- [Your goal]: For this exercise, restate every line below word for word and drop the images.

- [Source records]:
____

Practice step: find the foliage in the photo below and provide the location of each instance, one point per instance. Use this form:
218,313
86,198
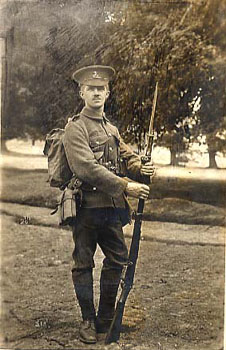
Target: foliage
180,45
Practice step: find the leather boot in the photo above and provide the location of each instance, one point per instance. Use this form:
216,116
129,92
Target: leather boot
109,282
87,332
83,285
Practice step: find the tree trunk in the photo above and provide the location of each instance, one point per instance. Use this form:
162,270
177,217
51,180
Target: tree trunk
212,160
3,146
173,160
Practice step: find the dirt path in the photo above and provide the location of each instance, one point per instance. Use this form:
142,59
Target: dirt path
176,302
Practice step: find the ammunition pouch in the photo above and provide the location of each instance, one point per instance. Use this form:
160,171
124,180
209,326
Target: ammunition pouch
68,206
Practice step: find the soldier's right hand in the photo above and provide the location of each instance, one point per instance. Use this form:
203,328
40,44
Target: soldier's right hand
137,190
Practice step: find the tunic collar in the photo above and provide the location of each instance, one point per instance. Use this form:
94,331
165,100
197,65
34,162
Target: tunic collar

____

- [Task solution]:
Practice step: find the foliage in the photo below and provide the location of each instance, one point per instance. Use this form:
218,313
86,198
Target: foliage
180,45
Practice step: find the leather boot in the photo above and provide the location of each instance, one point per instance. Use this form:
216,116
129,92
Target: leather boot
109,282
87,332
83,285
Practice step: find the tree trunk in the photo above and provide the location of each instance, one point per instance. Use this form:
162,270
177,217
51,180
Target: tree trunk
212,160
3,146
173,160
Practice step: find the dirt path in the photo above and provide the location of each instance, one point per instance. Use this form:
142,59
Target: dirt path
176,302
Practice step: find the ammunition pouch in the photo above and provide the location of each instance, one point per instance. Use this form:
160,171
124,180
209,326
Target: ammunition pouch
68,206
Practice step: find the soldier's right hand in the photo above and provide the location of each instance, one point per instance. Use this form:
203,328
40,44
Target: soldier's right hand
137,190
Practice step: find the tunic collar in the photo above and provide the location of each instance, one point per instance. Use this form:
94,331
165,100
197,65
34,162
Target: tunic collar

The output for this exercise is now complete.